*** PASSAGE
In Everybody Writes, bestselling author, speaker, and digital marketer Ann Handley offers a comprehensive guide to writing everything you need to write in today’s business world. The book’s main focus is on writing for marketing purposes, and she discusses how to write for video.

Continue reading to learn these practical tips that are useful regardless of the type of video you’re writing for.

Writing for Video

Handley emphasizes that the content you create will vary depending on the format and your intention as a writer. The writing you’ll use in emails to bosses and colleagues will have different rules than writing an email to your customers, writing for social media, or writing for video. In all of these types of writing, Handley recommends keeping your brand voice consistent. However, your tone may need to shift to match what you’re writing.

Like social media, video is a relatively new medium whose writing guidelines differ significantly from most other writing formats. Rules of grammar are far less important, Handley says, as your customers won’t be reading your writing but hearing it out loud. In writing a script for a video, story becomes even more important and useful, and you should rely heavily on visuals to communicate that story. Also write your script as it’s going to be read—with commas and ellipses to indicate pauses or trailing off, for instance—so that it doesn’t sound like the subject is reading straight from a script.
******
*** MATERIAL SUPPLIED
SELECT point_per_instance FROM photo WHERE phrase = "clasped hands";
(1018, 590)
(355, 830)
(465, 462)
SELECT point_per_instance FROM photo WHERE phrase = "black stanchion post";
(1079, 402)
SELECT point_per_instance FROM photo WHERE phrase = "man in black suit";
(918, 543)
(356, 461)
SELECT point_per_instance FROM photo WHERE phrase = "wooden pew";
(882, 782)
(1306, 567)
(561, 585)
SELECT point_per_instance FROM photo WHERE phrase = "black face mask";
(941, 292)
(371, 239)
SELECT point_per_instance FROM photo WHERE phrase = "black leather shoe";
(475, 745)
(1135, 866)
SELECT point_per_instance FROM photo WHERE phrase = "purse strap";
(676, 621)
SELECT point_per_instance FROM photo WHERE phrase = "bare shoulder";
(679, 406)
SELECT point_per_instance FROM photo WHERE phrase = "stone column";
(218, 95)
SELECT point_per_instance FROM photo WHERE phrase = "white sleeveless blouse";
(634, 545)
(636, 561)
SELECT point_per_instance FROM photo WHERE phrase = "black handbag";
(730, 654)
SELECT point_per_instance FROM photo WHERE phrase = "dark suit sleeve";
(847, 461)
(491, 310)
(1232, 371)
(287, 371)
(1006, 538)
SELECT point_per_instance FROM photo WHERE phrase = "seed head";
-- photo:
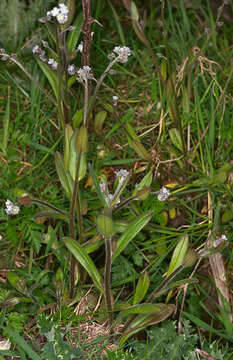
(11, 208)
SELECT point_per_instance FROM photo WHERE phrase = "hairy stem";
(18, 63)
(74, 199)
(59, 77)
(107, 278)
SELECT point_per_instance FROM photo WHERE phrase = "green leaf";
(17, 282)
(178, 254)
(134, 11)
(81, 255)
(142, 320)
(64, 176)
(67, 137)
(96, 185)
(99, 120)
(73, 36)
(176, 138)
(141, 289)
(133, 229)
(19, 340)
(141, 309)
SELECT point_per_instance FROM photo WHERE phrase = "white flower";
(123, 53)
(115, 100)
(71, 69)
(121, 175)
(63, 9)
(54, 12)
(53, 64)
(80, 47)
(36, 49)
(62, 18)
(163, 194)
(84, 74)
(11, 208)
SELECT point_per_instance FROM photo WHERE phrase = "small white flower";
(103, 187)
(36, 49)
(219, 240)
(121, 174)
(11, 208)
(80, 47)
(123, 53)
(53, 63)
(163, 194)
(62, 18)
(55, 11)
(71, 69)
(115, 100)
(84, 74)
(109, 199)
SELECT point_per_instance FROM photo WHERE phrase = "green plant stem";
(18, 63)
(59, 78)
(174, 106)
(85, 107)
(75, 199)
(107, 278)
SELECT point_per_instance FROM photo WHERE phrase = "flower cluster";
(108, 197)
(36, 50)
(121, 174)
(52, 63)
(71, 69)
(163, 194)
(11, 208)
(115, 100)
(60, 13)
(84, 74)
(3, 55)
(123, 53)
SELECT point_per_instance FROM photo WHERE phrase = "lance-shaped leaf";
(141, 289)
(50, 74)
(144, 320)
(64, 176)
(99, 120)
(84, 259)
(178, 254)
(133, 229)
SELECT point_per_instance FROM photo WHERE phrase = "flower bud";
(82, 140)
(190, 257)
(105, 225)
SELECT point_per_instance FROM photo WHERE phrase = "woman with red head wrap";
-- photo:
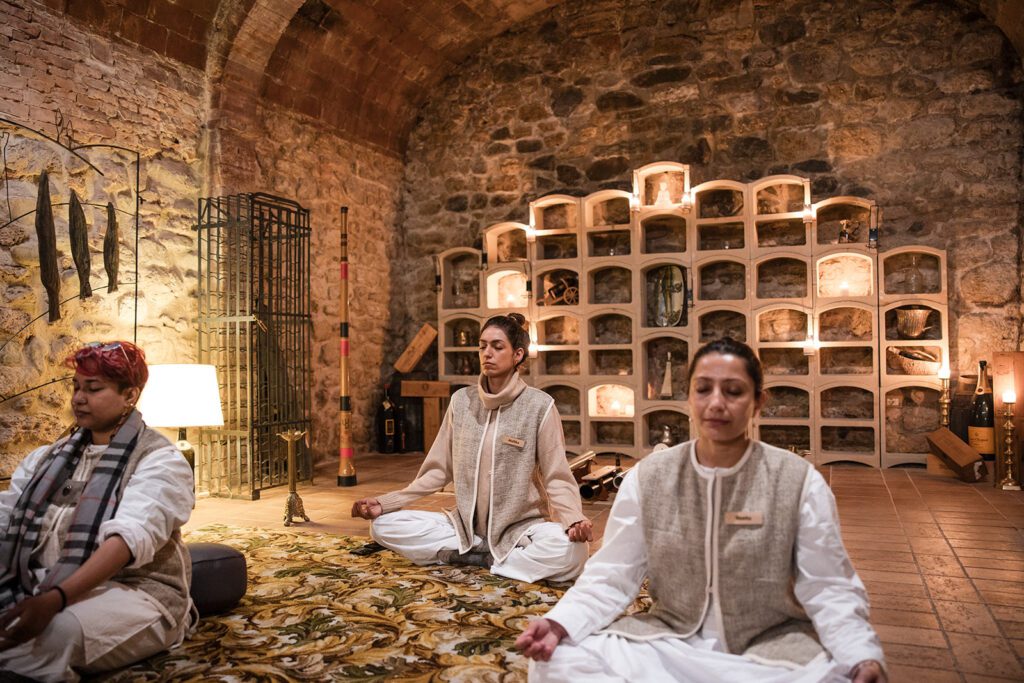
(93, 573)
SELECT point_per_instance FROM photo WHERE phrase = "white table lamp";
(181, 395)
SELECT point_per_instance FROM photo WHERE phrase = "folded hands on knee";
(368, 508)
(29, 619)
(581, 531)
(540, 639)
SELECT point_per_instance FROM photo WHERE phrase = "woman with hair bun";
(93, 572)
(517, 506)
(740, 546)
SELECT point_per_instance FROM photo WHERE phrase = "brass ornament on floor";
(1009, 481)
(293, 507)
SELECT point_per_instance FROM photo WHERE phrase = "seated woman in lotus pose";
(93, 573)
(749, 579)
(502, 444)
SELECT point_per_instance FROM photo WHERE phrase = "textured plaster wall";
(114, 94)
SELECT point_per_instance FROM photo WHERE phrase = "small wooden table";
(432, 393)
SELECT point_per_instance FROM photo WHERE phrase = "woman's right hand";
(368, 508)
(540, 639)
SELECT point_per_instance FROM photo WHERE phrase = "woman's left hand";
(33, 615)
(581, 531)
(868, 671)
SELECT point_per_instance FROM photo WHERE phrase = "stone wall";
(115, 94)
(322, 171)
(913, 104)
******
*** MATERIAL SUPPLIED
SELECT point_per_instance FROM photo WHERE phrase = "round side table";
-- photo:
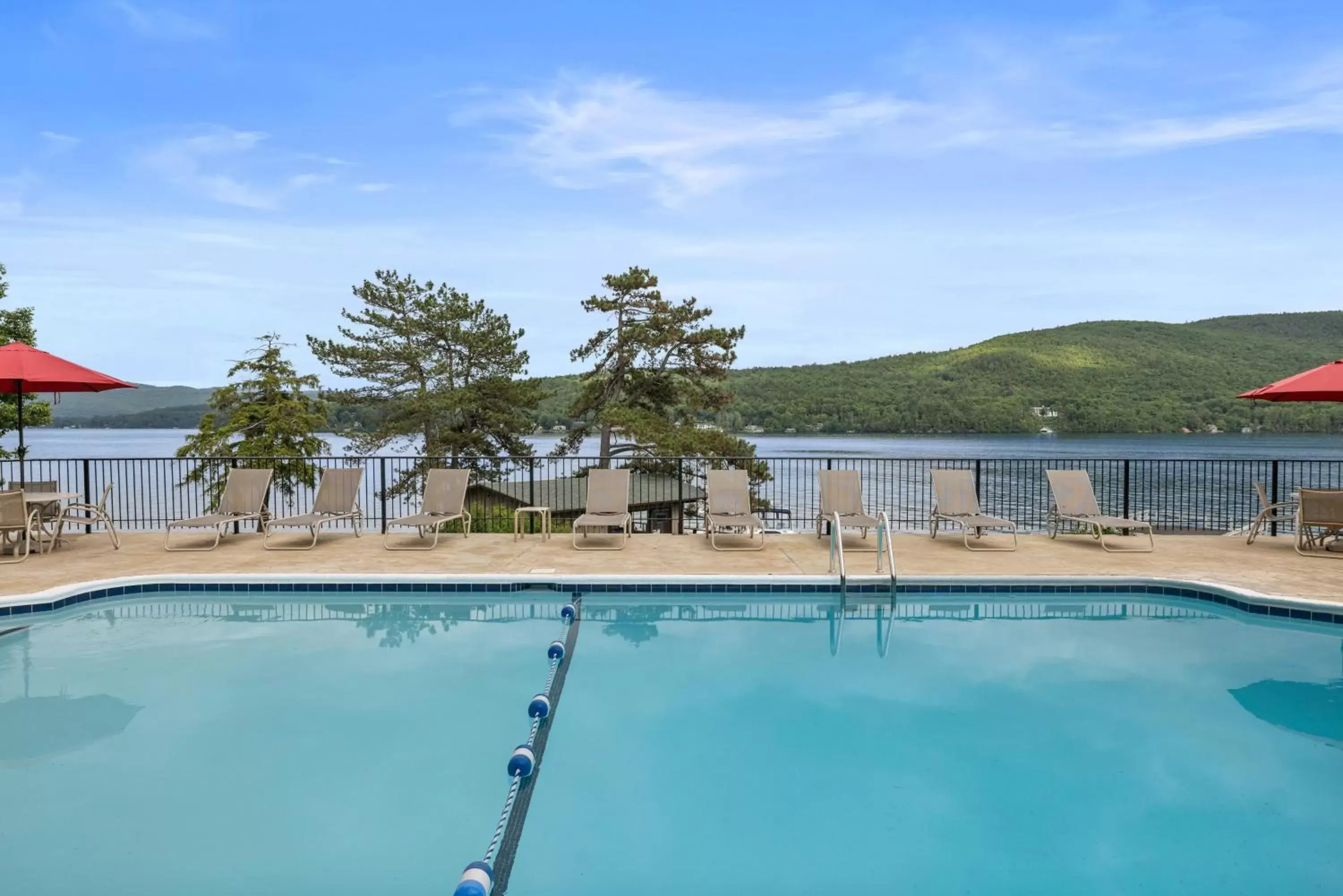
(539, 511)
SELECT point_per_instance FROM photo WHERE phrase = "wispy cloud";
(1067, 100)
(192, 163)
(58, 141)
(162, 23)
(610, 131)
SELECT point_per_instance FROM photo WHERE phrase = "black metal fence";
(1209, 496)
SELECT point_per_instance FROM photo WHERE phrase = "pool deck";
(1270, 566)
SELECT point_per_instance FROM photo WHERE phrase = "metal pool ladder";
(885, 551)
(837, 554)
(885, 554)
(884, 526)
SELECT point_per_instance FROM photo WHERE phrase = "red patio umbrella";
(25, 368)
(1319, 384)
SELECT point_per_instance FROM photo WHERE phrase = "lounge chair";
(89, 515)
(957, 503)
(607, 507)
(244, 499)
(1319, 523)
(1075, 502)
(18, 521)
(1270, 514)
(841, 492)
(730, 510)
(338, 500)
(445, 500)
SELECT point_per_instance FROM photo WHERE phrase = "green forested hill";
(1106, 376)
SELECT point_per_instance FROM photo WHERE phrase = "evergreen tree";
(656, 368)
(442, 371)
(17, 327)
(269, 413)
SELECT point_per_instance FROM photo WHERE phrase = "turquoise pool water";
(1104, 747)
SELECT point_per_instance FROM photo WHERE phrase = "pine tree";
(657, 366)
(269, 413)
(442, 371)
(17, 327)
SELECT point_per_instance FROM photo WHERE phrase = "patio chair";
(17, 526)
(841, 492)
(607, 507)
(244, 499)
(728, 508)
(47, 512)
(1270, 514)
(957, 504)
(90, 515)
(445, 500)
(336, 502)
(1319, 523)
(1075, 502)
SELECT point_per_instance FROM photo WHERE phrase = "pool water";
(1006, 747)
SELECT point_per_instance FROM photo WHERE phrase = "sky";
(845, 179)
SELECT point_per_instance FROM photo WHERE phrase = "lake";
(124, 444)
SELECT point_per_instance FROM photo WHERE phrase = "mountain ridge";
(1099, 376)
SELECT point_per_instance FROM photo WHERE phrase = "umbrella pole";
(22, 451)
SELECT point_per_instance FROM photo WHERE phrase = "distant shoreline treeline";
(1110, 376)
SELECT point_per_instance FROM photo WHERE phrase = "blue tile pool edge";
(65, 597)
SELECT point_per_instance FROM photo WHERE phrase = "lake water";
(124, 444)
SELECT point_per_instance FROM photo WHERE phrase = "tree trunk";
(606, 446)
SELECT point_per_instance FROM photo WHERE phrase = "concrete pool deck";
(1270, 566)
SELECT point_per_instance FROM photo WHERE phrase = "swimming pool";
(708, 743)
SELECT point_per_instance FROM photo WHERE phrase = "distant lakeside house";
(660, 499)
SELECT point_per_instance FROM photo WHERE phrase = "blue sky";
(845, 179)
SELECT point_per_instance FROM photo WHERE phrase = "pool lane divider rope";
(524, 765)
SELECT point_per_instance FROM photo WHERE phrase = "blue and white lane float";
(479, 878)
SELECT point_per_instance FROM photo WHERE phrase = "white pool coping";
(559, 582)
******
According to the passage on writing for video, why are rules of grammar far less important in video scripts? The lines have no connection to the text.

=== RESPONSE TO THIS EXERCISE ===
Customers won't be reading the writing but hearing it out loud.